_Provided passage:_
= Medicare Sustainable Growth Rate =

United States health care spending control

The Medicare Sustainable Growth Rate (SGR) was a method used by the Centers for Medicare and Medicaid Services (CMS) in the United States to control spending by Medicare on physician services.

President Barack Obama signed a bill into law on April 16, 2015, the Medicare Access and CHIP Reauthorization Act of 2015, which ended use of the SGR. The measure went into effect in July 2015.

Enacted by the Balanced Budget Act of 1997 to amend Section 1848(f) of the Social Security Act, the SGR replaced the Medicare Volume Performance Standard (MVPS), which was the previous method that CMS used in an attempt to control costs. Generally, this was a method to ensure that the yearly increase in the expense per Medicare beneficiary did not exceed the growth in GDP. Every year, the CMS sent a report to the Medicare Payment Advisory Commission, which advised the U.S. Congress on the previous year's total expenditures and the target expenditures. The report also included a conversion factor that would change the payments for physician services for the next year in order to match the target SGR. If the expenditures for the previous year exceeded the target expenditures, then the conversion factor would decrease payments for the next year. If the expenditures were less than expected, the conversion factor would increase the payments to physicians for the next year. On March 1 of each year, the physician fee schedule was updated accordingly. The implementation of the physician fee schedule update to meet the target SGR could be suspended or adjusted by Congress, as was done regularly (this was referred to as a doc fix). The repeated task of implementing a "doc fix" led to the permanent repeal of the SGR, or "permanent doc fix," in 2015.

_Exercise description:_ Can you copy out, word for word, the part of the passage on the Medicare Sustainable Growth Rate starting at "United States health" and ending at "on physician services."?

_Provided records:_
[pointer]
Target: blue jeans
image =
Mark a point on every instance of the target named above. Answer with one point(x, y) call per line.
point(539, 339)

--

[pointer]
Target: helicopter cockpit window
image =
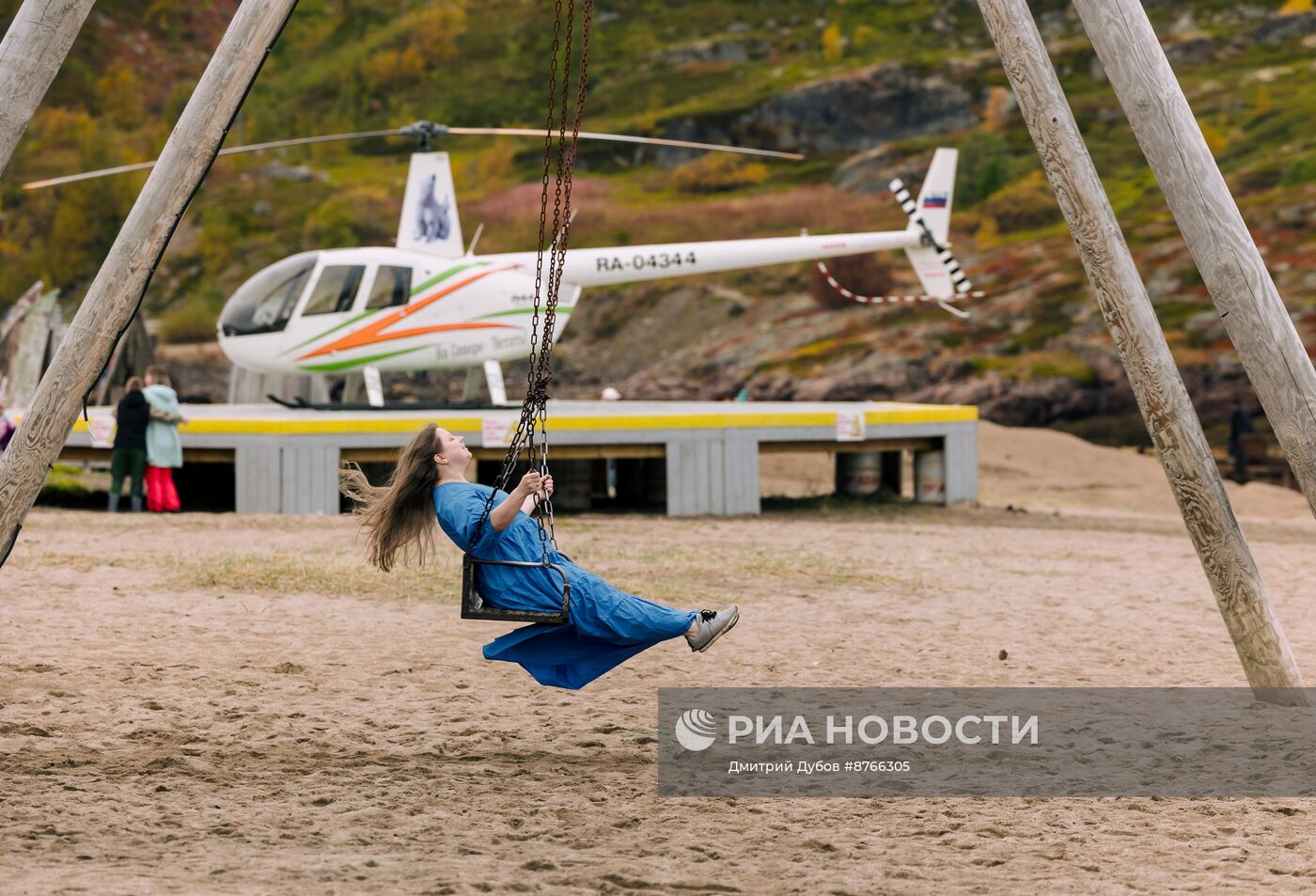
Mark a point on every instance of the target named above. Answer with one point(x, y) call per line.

...

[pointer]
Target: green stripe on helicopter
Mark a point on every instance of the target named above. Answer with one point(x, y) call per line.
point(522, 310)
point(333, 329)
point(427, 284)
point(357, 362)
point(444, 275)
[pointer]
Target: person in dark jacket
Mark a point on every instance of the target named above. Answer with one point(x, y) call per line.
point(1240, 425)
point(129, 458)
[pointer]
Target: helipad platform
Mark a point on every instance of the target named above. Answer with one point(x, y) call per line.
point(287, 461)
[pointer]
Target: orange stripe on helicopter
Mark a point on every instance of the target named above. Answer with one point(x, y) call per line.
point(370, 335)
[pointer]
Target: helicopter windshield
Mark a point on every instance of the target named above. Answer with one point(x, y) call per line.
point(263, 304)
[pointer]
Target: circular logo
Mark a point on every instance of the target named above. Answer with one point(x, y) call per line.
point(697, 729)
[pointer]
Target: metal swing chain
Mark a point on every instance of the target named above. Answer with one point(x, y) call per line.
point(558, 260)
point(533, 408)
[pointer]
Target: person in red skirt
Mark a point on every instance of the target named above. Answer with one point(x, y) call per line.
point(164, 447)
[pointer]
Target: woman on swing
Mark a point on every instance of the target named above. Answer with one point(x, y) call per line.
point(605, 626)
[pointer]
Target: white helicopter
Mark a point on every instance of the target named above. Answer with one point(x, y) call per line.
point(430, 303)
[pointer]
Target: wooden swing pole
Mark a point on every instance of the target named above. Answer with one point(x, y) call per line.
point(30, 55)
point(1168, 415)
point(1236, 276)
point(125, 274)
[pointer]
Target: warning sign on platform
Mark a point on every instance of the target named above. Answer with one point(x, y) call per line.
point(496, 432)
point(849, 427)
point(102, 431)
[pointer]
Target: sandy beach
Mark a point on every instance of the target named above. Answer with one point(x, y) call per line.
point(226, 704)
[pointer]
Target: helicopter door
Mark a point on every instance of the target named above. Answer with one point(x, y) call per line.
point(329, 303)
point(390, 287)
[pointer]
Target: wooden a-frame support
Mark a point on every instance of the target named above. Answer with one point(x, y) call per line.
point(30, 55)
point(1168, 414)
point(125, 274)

_Task result:_
United States health care spending control

The Medicare Sustainable Growth Rate (SGR) was a method used by the Centers for Medicare and Medicaid Services (CMS) in the United States to control spending by Medicare on physician services.